■ **Materials provided**
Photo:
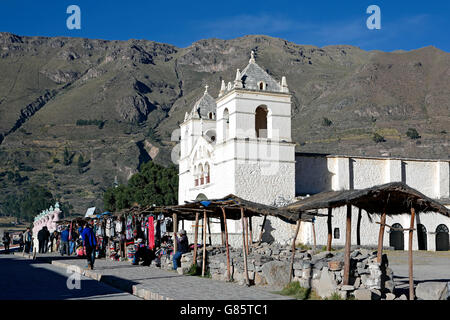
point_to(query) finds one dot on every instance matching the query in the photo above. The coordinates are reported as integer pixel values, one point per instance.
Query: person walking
(183, 247)
(43, 238)
(27, 240)
(64, 249)
(90, 243)
(54, 241)
(6, 241)
(21, 242)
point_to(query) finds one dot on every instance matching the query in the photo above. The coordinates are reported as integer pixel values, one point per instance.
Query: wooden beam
(250, 224)
(226, 243)
(358, 227)
(348, 240)
(196, 239)
(262, 230)
(381, 237)
(222, 230)
(397, 229)
(244, 250)
(293, 250)
(246, 233)
(204, 244)
(209, 232)
(175, 229)
(330, 229)
(314, 234)
(411, 280)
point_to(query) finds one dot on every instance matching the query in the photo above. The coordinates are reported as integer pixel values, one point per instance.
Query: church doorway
(442, 238)
(422, 236)
(396, 237)
(261, 122)
(201, 197)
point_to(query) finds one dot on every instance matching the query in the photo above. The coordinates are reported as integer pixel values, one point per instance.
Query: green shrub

■ **Exercise description**
In your copy of the entries above, leave out the pictures and keep every word exact.

■ **Result for this task**
Photo:
point_to(query) finds one dot on every instance matching the query in the photo above. The coordinates are reported as integer pixel values, one point per instance.
Query: person walking
(183, 247)
(43, 238)
(27, 240)
(64, 249)
(90, 243)
(54, 241)
(6, 241)
(21, 242)
point_to(query) finds one dot on every instance matching the query in the photo above. The coordinates are reported as integer pixel values, one point per instance.
Query: wooden beam
(250, 224)
(226, 243)
(358, 227)
(348, 240)
(196, 239)
(262, 230)
(381, 237)
(222, 230)
(397, 229)
(244, 250)
(293, 250)
(246, 233)
(204, 244)
(209, 232)
(175, 229)
(330, 229)
(314, 234)
(411, 280)
point_to(query) finds one dot on every instance matching the query in the photo above. The coordinates are reported as integer pixel values, one point per instance.
Query: church doorway
(442, 238)
(422, 236)
(396, 237)
(261, 122)
(201, 197)
point_to(query) finds one dot on every instance matching the query in the photo above. The coordinates are reported as integer pixel values, one point per instance.
Query: green shrub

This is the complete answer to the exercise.